[TASK STATEMENT] Below are some records; retype all of them exactly.

[DATA SHOWN]
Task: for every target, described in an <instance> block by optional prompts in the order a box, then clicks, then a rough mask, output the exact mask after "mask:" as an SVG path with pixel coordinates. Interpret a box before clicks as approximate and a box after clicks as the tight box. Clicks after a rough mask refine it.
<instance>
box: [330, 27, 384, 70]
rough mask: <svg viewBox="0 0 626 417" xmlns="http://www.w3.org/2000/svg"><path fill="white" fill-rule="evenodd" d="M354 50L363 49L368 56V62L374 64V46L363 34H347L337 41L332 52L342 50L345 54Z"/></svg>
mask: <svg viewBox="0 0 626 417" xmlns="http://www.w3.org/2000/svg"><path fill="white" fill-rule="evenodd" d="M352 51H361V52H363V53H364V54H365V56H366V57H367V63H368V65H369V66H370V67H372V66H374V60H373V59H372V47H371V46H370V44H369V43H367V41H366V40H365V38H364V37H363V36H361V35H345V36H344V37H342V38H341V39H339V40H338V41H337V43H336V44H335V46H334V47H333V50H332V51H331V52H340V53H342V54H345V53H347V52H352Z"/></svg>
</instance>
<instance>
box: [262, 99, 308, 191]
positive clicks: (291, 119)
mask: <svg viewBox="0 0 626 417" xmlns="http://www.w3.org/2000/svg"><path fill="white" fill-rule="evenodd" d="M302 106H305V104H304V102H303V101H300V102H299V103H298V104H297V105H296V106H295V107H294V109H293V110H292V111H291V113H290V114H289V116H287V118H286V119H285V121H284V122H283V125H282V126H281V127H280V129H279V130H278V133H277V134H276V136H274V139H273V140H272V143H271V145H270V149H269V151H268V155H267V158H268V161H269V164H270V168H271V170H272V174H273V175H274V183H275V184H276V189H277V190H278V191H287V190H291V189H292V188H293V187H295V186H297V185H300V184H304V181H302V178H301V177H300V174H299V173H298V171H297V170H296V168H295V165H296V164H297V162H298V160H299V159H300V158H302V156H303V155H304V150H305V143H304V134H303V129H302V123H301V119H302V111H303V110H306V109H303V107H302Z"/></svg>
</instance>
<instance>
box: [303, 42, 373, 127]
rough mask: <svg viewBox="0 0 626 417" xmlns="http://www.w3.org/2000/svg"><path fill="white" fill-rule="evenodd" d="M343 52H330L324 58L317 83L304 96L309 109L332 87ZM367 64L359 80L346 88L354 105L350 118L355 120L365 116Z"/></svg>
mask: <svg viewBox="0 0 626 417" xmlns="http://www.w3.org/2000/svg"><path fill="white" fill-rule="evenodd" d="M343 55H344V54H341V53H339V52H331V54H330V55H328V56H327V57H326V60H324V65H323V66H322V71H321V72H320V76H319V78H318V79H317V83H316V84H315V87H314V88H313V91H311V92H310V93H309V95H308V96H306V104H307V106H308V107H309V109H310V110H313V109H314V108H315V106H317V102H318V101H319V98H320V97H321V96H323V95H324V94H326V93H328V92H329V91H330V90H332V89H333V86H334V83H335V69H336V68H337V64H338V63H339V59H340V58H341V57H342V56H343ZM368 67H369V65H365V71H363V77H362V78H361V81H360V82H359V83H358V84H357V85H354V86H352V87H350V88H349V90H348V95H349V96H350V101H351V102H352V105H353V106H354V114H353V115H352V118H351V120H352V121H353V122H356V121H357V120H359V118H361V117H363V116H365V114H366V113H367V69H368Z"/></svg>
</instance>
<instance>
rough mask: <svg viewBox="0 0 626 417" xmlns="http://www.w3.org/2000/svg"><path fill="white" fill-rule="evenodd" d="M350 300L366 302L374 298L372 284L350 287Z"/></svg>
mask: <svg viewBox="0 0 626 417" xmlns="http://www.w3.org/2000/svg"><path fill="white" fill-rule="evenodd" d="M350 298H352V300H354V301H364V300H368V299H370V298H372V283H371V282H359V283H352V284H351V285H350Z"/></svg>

[RESPONSE]
Task: for every target, described in an <instance> block by optional prompts in the order a box, then clicks, then a rough mask, output the exact mask after "mask:" as an SVG path with pixel coordinates. Interpret a box before clicks as approximate and a box after clicks as the tight box. Clicks after a rough mask refine it.
<instance>
box: [330, 27, 384, 70]
rough mask: <svg viewBox="0 0 626 417" xmlns="http://www.w3.org/2000/svg"><path fill="white" fill-rule="evenodd" d="M354 50L363 49L368 56V62L374 64V46L363 34H347L337 41L332 52L342 50L345 54Z"/></svg>
mask: <svg viewBox="0 0 626 417" xmlns="http://www.w3.org/2000/svg"><path fill="white" fill-rule="evenodd" d="M352 51H361V52H363V53H364V54H365V56H366V57H367V63H368V65H369V66H370V67H372V66H374V60H373V59H372V47H371V46H370V44H369V43H367V41H366V40H365V38H364V37H363V36H361V35H345V36H344V37H342V38H341V39H339V40H338V41H337V43H336V44H335V46H334V47H333V50H332V51H331V52H340V53H342V54H345V53H347V52H352Z"/></svg>
</instance>
<instance>
box: [262, 99, 308, 191]
positive clicks: (291, 119)
mask: <svg viewBox="0 0 626 417" xmlns="http://www.w3.org/2000/svg"><path fill="white" fill-rule="evenodd" d="M302 106H305V104H304V102H303V101H300V102H299V103H298V104H297V105H296V106H295V107H294V109H293V110H292V111H291V113H290V114H289V116H287V118H286V119H285V121H284V122H283V125H282V126H281V127H280V129H279V130H278V133H277V134H276V136H274V139H273V140H272V143H271V145H270V149H269V151H268V155H267V158H268V161H269V164H270V168H271V170H272V174H273V175H274V183H275V184H276V189H277V190H278V191H287V190H291V189H292V188H293V187H295V186H297V185H300V184H304V181H302V178H301V177H300V174H299V173H298V171H297V170H296V168H295V165H296V164H297V162H298V160H299V159H300V158H302V156H303V155H304V150H305V143H304V134H303V129H302V123H301V119H302V111H303V110H306V109H303V107H302Z"/></svg>
</instance>
<instance>
box: [303, 42, 373, 127]
rough mask: <svg viewBox="0 0 626 417" xmlns="http://www.w3.org/2000/svg"><path fill="white" fill-rule="evenodd" d="M343 52H330L324 58L317 83L304 96L309 109L332 87ZM367 64L359 80L346 88L354 105L350 118L355 120L365 116Z"/></svg>
mask: <svg viewBox="0 0 626 417" xmlns="http://www.w3.org/2000/svg"><path fill="white" fill-rule="evenodd" d="M343 55H344V54H341V53H339V52H331V54H330V55H328V56H327V57H326V60H324V65H323V66H322V71H321V72H320V76H319V78H318V79H317V83H316V84H315V87H314V88H313V91H311V92H310V93H309V95H308V96H306V104H307V106H308V107H309V109H310V110H313V109H314V108H315V106H317V102H318V101H319V98H320V97H321V96H323V95H324V94H326V93H328V92H329V91H330V90H332V89H333V86H334V83H335V69H336V68H337V64H338V63H339V59H340V58H341V57H342V56H343ZM368 67H369V65H365V71H363V77H362V78H361V81H360V82H359V83H358V84H357V85H354V86H352V87H350V88H349V90H348V95H349V96H350V101H351V102H352V105H353V106H354V114H353V115H352V118H351V120H352V121H353V122H356V121H357V120H359V118H361V117H363V116H365V114H366V113H367V69H368Z"/></svg>
</instance>
<instance>
rough mask: <svg viewBox="0 0 626 417" xmlns="http://www.w3.org/2000/svg"><path fill="white" fill-rule="evenodd" d="M350 300L366 302L374 298L372 284L350 287Z"/></svg>
mask: <svg viewBox="0 0 626 417" xmlns="http://www.w3.org/2000/svg"><path fill="white" fill-rule="evenodd" d="M350 298H352V300H354V301H364V300H368V299H370V298H372V283H371V282H359V283H352V284H351V285H350Z"/></svg>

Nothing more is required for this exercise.